AmericanMachinist said:


> Would this be a fit for a CNC outfit that specializes in small run parts?


If you had a die head with the appropriate chasers , it would be an easy job in a manual lathe or even a mill . Easier to do them in maybe 6" lengths rather than 24" .


----------



## mmcmdl (Feb 23, 2022)

Cleveland 1/4" - 24 Series 100 Threading Chaser Set for Steel  | eBay
					

Find many great new & used options and get the best deals for Cleveland 1/4" - 24 Series 100 Threading Chaser Set for Steel at the best online prices at eBay! Free shipping for many products!



					www.ebay.com


----------



## Winegrower (Feb 23, 2022)

I have a geometric die head, 9/16” D size, and 1/4-24 chasers fitting that are on eBay for $30 To $50.


----------



## mmcmdl (Feb 23, 2022)

Winegrower said:


> I have a geometric die head, 9/16” D size, and 1/4-24 chasers fitting that are on eBay for $30 To $50.


You need a side job ?   I figured they may be a specialty item but they could be had . I don't think the OP has a lathe or mill but this would be the way to go making them . I have a 9/16" and 3/4" geo heads here but no 1/4-24 chasers , and the lathe and mill are idle still , otherwise , if the OP would buy the chasers , it would be a nice little job .


----------



## Winegrower (Feb 23, 2022)

mmcmdl said:


> You need a side job ?


Fortunately no, but with a lathe, a die head and chasers, you could knock these things out like gangbusters.

My survival rule is I will do anything for friends, never a charge, but they have to be there while I do it.


----------



## mmcmdl (Feb 23, 2022)

Winegrower said:


> Fortunately no, but with a lathe, a die head and chasers, you could knock these things out like gangbusters.


Yes sir , I agree . Maybe he'll find someone on here to take him up .


----------



## jwmay (Feb 23, 2022)

As a wood hack as well as a metal hack, I'm just echoing what others have said. There's no reason for this to be made of tool steel. A machinable stainless might be a reasonable middle ground, but it's just a threaded rod. I've got plenty of wood planes. The screws are fine after chasing, and they were all rusted pieces of junk when I got them. Also...they're not hardened. In fact the only failure I've ever seen is a broken tote, or handle. Probably caused by knocking it off the bench.

SOURCE EXCERPT:

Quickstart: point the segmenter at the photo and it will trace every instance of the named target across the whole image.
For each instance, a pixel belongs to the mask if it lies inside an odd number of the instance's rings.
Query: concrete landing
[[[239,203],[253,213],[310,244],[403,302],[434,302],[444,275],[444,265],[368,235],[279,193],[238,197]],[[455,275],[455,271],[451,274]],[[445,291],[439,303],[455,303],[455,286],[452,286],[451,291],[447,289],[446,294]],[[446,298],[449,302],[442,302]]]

PROMPT 1:
Answer the following from the forum thread on threading chasers, one line per answer, marked to match.
(a) Instead of 24" lengths, what length does the reply to AmericanMachinist suggest making the parts in?
(b) What price range on eBay does Winegrower give for the 1/4-24 chasers?
(c) Which sizes of geometric die heads does mmcmdl say he has?
PROMPT 2: Quote the passage of the forum thread on threading chasers starting with "As a wood hack" and going on through "off the bench.".

TASK RESULT 1:
(a) Maybe 6" lengths.
(b) $30 to $50.
(c) 9/16" and 3/4".

TASK RESULT 2:
As a wood hack as well as a metal hack, I'm just echoing what others have said. There's no reason for this to be made of tool steel. A machinable stainless might be a reasonable middle ground, but it's just a threaded rod. I've got plenty of wood planes. The screws are fine after chasing, and they were all rusted pieces of junk when I got them. Also...they're not hardened. In fact the only failure I've ever seen is a broken tote, or handle. Probably caused by knocking it off the bench.